[Saved entries]
* * * * * * *

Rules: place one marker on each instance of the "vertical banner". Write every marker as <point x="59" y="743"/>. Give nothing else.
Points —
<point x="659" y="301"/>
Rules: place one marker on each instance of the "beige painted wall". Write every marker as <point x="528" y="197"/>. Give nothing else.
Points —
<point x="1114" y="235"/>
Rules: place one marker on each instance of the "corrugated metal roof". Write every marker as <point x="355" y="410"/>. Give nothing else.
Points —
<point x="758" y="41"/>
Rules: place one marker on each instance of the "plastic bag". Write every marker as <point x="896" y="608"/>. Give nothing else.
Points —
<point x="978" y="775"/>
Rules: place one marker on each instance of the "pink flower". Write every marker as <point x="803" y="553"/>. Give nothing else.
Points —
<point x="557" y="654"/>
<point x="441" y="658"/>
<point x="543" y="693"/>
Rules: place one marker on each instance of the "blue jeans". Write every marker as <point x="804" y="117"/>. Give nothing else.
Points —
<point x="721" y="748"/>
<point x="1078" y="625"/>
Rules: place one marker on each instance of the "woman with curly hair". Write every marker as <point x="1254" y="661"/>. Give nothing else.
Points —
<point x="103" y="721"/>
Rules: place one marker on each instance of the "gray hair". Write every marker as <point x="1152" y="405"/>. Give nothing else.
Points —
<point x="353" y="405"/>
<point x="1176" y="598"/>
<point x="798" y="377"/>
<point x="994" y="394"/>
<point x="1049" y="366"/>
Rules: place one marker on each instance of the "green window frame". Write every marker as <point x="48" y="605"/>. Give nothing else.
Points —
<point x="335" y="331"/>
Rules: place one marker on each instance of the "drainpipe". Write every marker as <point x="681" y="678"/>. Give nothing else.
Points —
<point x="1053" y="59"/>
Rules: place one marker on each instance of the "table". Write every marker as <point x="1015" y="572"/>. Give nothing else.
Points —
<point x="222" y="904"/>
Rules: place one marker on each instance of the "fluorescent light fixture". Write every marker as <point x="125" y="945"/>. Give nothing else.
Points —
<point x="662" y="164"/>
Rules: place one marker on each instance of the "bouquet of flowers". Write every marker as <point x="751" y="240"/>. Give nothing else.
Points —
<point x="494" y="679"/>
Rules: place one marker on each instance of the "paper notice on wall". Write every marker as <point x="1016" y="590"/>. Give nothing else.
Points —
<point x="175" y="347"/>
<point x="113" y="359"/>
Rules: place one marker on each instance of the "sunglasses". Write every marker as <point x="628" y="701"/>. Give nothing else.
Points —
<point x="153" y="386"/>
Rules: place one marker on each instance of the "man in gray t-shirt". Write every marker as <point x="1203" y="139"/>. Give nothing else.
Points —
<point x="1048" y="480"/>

* * * * * * *

▶ WHAT YOU WILL DO: Please count the lines above containing "hair"; number only.

▶ EXPECTED ANSWER: 2